# [DOCUMENT SECTION]
++++++++++++++++++++
Along the Panj River
The Panj River is formed near the Whakan town Langar by the junction of the Pamir River and the Wakhan River. From there it flows for 1125km westwards along the Tajik-Afghan border until it joins the Vakhsh River at the Tigrovaya Balka State Nature Reserve to form the biggest river in central Asia, the Amu Darya. The Panj (meaning five in Tajik) is so called because it got 5 main tributaries. Starting in the east these are the Roshkala River, the Rund River, the Vanj River, the Bartang River and the Kalaiqum River.
in the morning of the 4th of August my guide, my driver and myself left Dushanbe to drive to Kalaiqum. From Dushanbe there are basically two ways to get to Kalaiqum. You can follow the old M41, which is now largely unmaintained and unpaved for long stretches and which takes you over the Sagirdasht Pass (3252m) . Alternatively, you can take the southern route, which is new and mostly paved. Although the latter is about 100km longer than the former it takes the same time, about nine or ten hours to get from Dushanbe to Kalaiqum. On that day we chose the southern route on which you join about 50 or 60 km after Kulob. On the return journey we took the other route, via the Sagirdasht Pass, which is more interesting but is more tiring because of the road condition (even though I was only a passenger in a nice and comfortable Mitsubishi Pajero).
++++++++++++++++++++
# [MATERIAL SUPPLIED]
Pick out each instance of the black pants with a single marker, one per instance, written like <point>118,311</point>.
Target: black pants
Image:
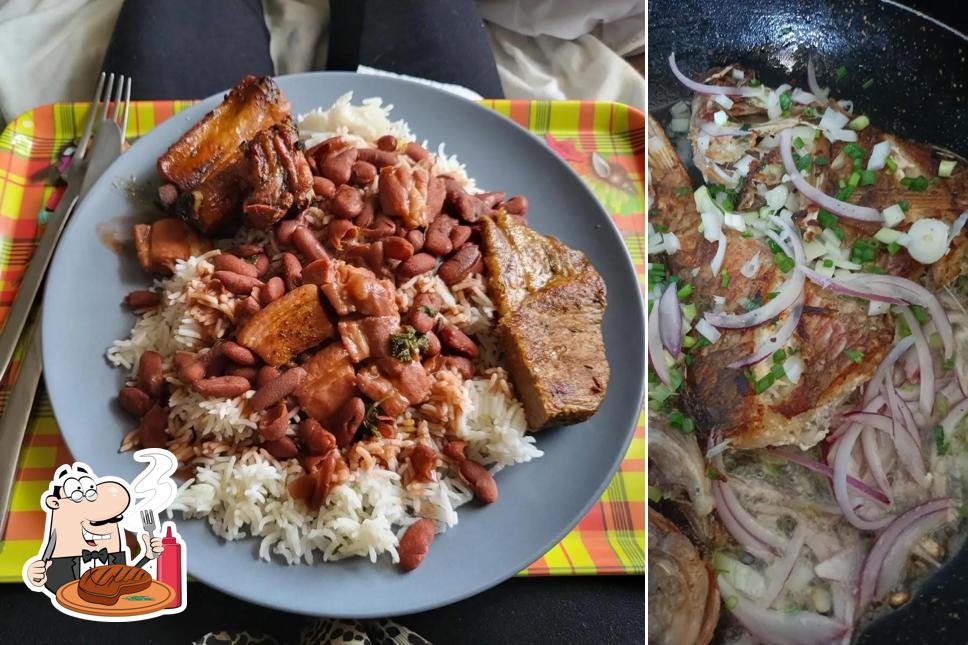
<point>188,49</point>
++++++++++++++++++++
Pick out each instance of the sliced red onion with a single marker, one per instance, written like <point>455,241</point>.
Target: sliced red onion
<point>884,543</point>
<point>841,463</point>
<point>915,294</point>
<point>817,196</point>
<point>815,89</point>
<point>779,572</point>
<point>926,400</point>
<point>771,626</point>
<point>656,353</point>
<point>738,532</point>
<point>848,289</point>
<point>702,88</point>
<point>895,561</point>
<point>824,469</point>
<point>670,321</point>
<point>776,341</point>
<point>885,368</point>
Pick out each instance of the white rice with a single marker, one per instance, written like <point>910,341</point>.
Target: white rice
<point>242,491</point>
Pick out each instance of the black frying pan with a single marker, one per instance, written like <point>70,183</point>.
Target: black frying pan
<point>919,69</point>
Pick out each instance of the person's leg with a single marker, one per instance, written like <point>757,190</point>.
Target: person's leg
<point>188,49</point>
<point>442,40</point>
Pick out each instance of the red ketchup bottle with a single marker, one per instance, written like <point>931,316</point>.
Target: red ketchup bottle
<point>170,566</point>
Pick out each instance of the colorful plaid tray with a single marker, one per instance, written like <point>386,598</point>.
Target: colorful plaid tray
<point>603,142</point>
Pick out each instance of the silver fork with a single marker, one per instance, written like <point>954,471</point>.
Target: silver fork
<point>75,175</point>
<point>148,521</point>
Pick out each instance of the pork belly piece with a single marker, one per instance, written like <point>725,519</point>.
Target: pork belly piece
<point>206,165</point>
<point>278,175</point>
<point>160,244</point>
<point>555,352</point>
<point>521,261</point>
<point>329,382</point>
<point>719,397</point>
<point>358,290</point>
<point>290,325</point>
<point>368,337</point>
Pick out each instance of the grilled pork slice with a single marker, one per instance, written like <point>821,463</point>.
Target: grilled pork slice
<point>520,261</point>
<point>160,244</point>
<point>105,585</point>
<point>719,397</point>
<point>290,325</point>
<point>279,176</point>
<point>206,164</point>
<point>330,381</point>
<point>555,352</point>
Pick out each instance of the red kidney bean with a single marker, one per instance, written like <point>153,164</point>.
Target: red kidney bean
++++++++++++++++++++
# [JOB A]
Put the entries from the line containing "Pick out each instance of the pork" down to the line containing "Target: red kidney bean" into a Markdown table with columns Row and Line, one numbered row per line and no blank lines.
# [JOB B]
Continue the account of the trip along the Panj River from its last sentence.

# [FINAL ANSWER A]
| Row | Line |
|---|---|
| 1 | Pick out each instance of the pork belly piece with a single marker, one per instance, written like <point>725,519</point>. |
| 2 | Target: pork belly piece |
| 3 | <point>206,165</point> |
| 4 | <point>278,175</point> |
| 5 | <point>160,244</point> |
| 6 | <point>555,352</point> |
| 7 | <point>521,261</point> |
| 8 | <point>329,382</point> |
| 9 | <point>719,397</point> |
| 10 | <point>358,290</point> |
| 11 | <point>290,325</point> |
| 12 | <point>368,337</point> |
| 13 | Pick out each instance of the grilled pork slice with a single marker, one per instance, written like <point>821,463</point>. |
| 14 | Target: grilled pork slice |
| 15 | <point>520,261</point> |
| 16 | <point>160,244</point> |
| 17 | <point>105,585</point> |
| 18 | <point>719,397</point> |
| 19 | <point>290,325</point> |
| 20 | <point>279,176</point> |
| 21 | <point>206,164</point> |
| 22 | <point>330,381</point> |
| 23 | <point>555,352</point> |
| 24 | Pick out each instance of the red kidney bean with a single marker, one per instance, written like <point>153,164</point>. |
| 25 | Target: red kidney bean |

# [FINAL ANSWER B]
Between Dushanbe and Kulob the scenery is not particularly interesting, the only two points we briefly stopped (well in addition to a lunch break) were the Nurek Reservoir and Hulbuk in order to have a look at Fortress. However, once you join the Panj River the scenery becomes much more appealing and exciting.
Hulbuk was a medieval town that belonged to the Samanid Empire between the 9th and the 11th century AD and in from 1024 it beccame the capital dominion of the province Chuttal (Khuttalan) of the Ghaznavid Empire, a muslim dynasty of Turkic Mamluk origin. Hulbuk was one of the largest cities in Central Asia, but it was abandoned in the 12th century after it was destroyed by the Seljuks after an uprising. The walls of the fortress that can be seen are a reconstruction that dates back to 2004. When I visited beginning of August 2018 it looked like construction was still going on. From Hulbuk we drove to the Afghan Border, where we joined the Panj River, via Khulob and Shuroobod. Shortly before joining the Panj River we entered the Gorno-Badakshan Autonmous Province (GBAO) where we encountered the first of of several police check points on our journey. The crossing into GBAO happened without incident and after a two brief stops at the police check point and then at the military checkpoint we continued on our journey. Thus after a 4 hour drive I arrived in Gorno-Badakshan and I would not leave for another three weeks. In the GBAO it seemed that every time you crossed from one district to another you had to pass a police check point – however, there were never any problems.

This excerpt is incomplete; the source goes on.